■ EXERCISE DESCRIPTION: Retype, word for word, each line between the lines holding "the form (255,19)." and "the form (106,156).", inclusive, and leave the rest of the data alone.

■ DATA FOR THIS TASK:
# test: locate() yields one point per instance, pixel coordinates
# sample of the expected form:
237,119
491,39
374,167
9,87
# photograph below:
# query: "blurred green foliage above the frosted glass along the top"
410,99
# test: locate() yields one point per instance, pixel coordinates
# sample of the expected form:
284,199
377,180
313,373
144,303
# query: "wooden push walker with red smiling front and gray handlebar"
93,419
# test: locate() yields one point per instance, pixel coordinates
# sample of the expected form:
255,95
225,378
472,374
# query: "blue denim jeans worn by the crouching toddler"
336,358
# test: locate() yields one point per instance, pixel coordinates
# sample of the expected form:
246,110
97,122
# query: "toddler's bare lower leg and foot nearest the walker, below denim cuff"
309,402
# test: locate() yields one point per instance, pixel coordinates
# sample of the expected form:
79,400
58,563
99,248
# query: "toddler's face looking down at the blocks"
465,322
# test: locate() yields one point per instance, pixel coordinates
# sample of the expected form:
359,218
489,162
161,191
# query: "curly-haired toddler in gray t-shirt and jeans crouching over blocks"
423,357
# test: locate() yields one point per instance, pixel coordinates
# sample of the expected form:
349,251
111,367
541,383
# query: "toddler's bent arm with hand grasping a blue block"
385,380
--
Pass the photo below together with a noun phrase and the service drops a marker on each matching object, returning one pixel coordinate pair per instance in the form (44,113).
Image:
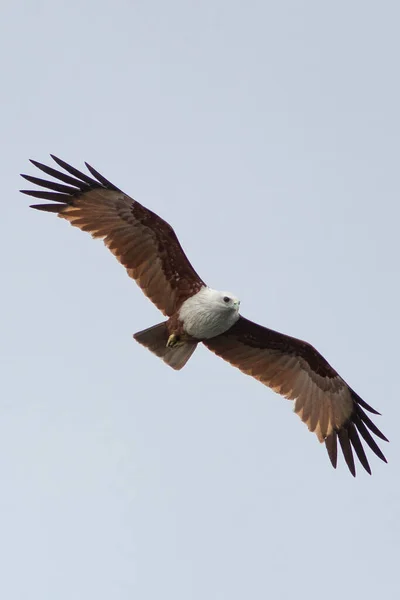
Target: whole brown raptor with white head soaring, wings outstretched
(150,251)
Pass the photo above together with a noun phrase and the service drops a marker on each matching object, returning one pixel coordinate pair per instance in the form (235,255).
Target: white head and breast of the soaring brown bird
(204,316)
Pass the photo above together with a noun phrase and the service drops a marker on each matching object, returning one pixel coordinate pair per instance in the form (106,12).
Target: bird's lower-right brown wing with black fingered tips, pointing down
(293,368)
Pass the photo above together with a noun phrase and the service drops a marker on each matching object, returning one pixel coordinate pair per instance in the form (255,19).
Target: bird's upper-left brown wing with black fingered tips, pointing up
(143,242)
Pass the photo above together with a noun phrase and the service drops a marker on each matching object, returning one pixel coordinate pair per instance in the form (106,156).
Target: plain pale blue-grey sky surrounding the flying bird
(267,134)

■ RESULT OF THIS EXERCISE:
Pass the photo above together with a noun phrase and the service drops a marker on each matching object, returning one pixel coordinate pair per instance in the form (255,19).
Target: bird's upper-left brown wing with black fingered tips, pointing up
(143,242)
Pass the photo above together with a noun phrase and the service drops a marker on each matching object, returning one pixel coordinate pair per instance in the form (106,156).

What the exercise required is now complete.